WORK ORDER: Restate exactly, and only, the lines from the one containing "In this picture, where can the chest" through the end of the entries, keeping both endpoints.

"""

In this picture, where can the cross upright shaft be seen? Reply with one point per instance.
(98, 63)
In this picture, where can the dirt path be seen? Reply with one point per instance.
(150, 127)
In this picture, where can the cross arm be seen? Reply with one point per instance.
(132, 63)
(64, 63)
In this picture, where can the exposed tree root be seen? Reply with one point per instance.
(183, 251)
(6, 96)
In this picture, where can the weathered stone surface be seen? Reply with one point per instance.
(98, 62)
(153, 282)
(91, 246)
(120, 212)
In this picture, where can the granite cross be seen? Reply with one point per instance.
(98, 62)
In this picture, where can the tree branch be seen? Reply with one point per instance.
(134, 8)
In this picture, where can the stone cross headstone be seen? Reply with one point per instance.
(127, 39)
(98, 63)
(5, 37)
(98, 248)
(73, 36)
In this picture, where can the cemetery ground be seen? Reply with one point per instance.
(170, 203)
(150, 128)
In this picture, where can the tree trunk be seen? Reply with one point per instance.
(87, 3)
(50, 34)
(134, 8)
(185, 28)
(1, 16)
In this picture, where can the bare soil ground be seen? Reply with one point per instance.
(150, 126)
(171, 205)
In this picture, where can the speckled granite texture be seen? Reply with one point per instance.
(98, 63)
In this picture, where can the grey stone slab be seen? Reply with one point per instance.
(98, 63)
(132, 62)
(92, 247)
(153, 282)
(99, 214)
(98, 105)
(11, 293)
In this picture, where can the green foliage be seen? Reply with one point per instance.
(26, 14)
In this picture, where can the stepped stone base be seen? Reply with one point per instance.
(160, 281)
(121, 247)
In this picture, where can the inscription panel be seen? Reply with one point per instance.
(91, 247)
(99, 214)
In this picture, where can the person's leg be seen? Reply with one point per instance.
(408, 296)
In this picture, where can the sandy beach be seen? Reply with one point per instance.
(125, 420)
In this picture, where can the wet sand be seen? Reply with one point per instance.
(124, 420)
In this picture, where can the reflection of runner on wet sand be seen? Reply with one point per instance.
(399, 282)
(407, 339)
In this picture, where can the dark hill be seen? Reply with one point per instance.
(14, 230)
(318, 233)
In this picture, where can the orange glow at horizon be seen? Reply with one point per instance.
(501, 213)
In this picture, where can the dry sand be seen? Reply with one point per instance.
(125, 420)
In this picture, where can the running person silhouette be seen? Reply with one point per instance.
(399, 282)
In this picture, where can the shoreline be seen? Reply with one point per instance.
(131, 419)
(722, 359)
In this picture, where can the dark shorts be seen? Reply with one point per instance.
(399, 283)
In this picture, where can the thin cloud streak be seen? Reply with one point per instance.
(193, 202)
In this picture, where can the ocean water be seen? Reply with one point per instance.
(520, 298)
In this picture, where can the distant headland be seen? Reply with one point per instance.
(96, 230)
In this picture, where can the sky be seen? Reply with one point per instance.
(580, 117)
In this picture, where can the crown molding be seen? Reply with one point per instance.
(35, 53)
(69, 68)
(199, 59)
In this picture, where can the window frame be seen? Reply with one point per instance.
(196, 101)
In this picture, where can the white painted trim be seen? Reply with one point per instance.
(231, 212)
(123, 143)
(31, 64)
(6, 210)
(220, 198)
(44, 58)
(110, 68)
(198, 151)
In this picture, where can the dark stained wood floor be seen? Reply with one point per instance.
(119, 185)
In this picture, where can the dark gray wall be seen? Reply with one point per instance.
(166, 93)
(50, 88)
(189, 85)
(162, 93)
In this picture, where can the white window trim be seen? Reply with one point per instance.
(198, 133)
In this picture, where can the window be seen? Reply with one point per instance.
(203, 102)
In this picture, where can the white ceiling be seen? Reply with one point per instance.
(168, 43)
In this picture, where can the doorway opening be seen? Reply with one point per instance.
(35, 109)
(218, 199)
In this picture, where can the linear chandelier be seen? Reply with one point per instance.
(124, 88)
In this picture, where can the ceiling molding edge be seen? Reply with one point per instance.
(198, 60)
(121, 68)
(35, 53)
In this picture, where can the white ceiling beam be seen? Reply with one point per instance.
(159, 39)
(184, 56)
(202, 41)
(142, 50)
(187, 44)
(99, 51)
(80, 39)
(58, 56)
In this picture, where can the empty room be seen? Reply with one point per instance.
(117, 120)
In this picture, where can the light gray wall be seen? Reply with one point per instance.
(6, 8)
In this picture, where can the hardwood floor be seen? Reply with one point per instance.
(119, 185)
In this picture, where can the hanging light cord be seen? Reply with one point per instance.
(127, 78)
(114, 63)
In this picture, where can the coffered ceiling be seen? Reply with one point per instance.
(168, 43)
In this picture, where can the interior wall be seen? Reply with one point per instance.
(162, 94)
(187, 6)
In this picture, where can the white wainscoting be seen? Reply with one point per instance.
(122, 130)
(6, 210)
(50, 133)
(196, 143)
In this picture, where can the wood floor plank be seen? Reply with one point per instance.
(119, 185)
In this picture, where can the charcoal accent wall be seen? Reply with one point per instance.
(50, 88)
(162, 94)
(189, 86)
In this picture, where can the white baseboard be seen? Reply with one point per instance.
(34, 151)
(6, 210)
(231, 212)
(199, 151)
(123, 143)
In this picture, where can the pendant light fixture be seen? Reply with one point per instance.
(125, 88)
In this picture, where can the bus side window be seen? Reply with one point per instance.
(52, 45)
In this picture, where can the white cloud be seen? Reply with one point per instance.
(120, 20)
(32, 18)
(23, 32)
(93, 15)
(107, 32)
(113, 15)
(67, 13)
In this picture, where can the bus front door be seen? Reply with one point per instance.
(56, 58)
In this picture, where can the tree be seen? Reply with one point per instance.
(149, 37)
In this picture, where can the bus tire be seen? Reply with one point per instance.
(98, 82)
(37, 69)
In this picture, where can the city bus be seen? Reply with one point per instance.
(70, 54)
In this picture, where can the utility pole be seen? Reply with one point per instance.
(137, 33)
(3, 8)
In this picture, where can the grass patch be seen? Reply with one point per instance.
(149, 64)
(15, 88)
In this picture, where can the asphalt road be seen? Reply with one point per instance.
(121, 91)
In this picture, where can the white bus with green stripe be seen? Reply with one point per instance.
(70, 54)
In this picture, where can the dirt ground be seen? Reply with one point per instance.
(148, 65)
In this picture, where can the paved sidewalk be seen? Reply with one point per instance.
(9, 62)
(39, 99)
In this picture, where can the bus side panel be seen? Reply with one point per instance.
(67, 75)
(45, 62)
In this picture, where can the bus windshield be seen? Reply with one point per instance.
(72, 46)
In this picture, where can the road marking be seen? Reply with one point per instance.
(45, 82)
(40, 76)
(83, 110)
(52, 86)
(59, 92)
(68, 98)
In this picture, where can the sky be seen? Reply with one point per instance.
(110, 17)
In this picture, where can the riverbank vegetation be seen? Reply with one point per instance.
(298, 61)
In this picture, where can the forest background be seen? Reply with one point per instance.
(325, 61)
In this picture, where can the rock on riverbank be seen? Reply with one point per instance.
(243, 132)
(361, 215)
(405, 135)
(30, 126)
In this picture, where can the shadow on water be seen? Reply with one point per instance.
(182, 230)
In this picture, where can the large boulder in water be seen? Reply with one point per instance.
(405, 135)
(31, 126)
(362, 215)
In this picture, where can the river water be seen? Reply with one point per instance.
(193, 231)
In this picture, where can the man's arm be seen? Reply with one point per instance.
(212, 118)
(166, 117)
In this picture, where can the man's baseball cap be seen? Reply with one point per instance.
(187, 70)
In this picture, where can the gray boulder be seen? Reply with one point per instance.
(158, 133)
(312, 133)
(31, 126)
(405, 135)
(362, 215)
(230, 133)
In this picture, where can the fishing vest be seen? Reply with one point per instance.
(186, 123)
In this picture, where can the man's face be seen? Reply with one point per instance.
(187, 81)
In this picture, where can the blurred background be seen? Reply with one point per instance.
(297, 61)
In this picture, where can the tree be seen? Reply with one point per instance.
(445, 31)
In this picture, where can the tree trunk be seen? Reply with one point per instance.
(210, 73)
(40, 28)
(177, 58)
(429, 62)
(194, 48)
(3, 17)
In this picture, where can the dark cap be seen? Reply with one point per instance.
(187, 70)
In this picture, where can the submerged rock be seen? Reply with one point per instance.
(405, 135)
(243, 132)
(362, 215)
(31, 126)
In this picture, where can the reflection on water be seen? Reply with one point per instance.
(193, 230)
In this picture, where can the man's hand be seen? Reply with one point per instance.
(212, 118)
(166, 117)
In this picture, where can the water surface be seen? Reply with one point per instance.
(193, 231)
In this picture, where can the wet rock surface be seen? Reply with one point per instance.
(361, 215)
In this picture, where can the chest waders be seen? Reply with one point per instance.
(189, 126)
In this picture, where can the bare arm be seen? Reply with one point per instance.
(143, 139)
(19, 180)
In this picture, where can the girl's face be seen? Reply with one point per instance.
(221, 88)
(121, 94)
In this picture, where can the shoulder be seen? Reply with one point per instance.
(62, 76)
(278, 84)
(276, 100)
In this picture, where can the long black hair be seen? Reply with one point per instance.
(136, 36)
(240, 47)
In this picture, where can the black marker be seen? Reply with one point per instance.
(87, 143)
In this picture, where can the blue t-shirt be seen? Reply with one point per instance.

"""

RESULT:
In this picture, where can the chest waders be seen? Reply with one point per instance.
(189, 126)
In this picture, where can the bare arm be seen? Reply with one point per instance.
(143, 139)
(19, 180)
In this picture, where can the girl's face be seen? Reply with one point per instance.
(221, 88)
(121, 94)
In this picture, where can the shoulder be seen? Reply with one point per instance.
(62, 76)
(278, 84)
(276, 100)
In this picture, where can the long black hair be seen? Reply with one point per instance.
(136, 36)
(240, 47)
In this picture, where can the black marker be seen? Reply with one point per instance.
(87, 143)
In this picture, where can the blue t-shirt be seen? Reply with one point per instance.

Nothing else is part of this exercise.